** Text **
>>>>
That statement of yours would only be true if we're talking about the differences between 1/4" to 1/2". There's a whole range of tubing sizes between the two, as I showed, with far, far, less differences. I don't want to see people walking away and thinking that the differences between, say, 3/8" and 1/2" are anything like 1C. They simply are not. There's actually been plenty of people who have seen the same sort of thing over the years, where they changed to a 1/2" system, and saw no difference at all.

This is exactly what happened. I started with 3/8" because it fit nicely. In the quest for lower temps, I went to 1/2". The only thing I gained was a harder install and more clutter. I would have been better off with a larger radiator. To get 3/8" ID tube on 1/2" barbs, I heated the ends and stretched them over a tool. Worked great.
You have prompted me to go back to 3/8" tube. The 1/2" looks impressive, not worth the added problems though.
 
I'll be moving to 3/8" Tygon after seeing these figures. The 1/2" is a bit too bulky, and the 3/8" is much easier to route around bends.

But the push-lock fittings are nice as well. Once upon a time I used 8mm tubing with push-locks and QR fittings, and it was super-easy to work with.
<<<<
** Exercise brief **
Continue the forum discussion about 3/8" versus 1/2" water-cooling tubing from the point where it stops.

** Material **
>>>>
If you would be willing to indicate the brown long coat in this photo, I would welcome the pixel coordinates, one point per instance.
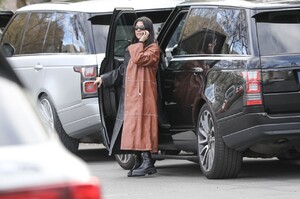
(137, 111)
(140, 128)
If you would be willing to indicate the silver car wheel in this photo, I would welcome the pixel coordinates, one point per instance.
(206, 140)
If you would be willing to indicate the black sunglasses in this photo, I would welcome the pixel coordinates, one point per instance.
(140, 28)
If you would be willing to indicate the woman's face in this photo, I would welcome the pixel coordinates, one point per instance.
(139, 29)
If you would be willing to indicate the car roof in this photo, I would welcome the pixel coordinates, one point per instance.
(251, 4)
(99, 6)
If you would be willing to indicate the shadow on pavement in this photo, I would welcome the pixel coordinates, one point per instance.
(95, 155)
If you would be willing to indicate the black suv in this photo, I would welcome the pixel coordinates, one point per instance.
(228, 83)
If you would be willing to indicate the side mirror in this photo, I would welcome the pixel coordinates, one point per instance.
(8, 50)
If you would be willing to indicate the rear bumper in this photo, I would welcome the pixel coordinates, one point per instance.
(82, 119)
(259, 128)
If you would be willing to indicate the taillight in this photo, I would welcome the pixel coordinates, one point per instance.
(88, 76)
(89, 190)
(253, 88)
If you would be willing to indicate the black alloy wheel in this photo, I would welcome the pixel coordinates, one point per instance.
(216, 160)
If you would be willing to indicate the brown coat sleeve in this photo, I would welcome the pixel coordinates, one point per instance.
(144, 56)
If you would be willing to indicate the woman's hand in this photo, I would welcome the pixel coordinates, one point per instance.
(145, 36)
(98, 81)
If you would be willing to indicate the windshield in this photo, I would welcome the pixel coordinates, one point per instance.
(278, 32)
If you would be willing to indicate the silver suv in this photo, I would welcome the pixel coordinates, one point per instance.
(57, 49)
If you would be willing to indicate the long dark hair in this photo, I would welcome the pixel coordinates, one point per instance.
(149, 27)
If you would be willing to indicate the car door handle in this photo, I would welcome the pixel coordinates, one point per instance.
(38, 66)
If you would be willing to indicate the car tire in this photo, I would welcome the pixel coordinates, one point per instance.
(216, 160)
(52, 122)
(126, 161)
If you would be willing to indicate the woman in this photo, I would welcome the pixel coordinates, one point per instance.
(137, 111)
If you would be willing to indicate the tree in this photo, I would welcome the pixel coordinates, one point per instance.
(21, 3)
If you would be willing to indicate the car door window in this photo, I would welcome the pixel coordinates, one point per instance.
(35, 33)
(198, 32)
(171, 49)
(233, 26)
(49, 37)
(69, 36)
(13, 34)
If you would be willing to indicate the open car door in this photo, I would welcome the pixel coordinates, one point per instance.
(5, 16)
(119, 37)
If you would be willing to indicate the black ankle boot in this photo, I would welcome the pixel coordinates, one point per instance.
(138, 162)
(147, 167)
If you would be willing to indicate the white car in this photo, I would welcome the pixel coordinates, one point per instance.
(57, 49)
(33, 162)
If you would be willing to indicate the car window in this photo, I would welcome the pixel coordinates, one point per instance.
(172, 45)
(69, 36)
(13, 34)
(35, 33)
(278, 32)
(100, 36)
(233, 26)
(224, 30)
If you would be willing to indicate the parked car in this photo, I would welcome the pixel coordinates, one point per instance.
<<<<
** Reply to the exercise **
 
samuknow said:
This is exactly what happened. I started with 3/8" because it fit nicely. In the quest for lower temps, I went to 1/2". The only thing I gained was a harder install and more clutter. I would have been better off with a larger radiator. To get 3/8" ID tube on 1/2" barbs, I heated the ends and stretched them over a tool. Worked great.
You have prompted me to go back to 3/8" tube. The 1/2" looks impressive, not worth the added problems though.
If you have external runs you may want to keep 1/2" for them. Not only is the tubing more rigid and rugged but (usually) we're talking longer runs and no fittings in the way to slow things down. Keep in mind the study Cathar has done assumes 8 connectors (4 choke points) in the loop, which accounts for a large part of the restriction in larger tubing as shown by comparing the 7/16" to 1/2" curves.

But I still bow to the advantages of 7/16" tubing (or even 3/8" quick-connects) for internal runs ... ;)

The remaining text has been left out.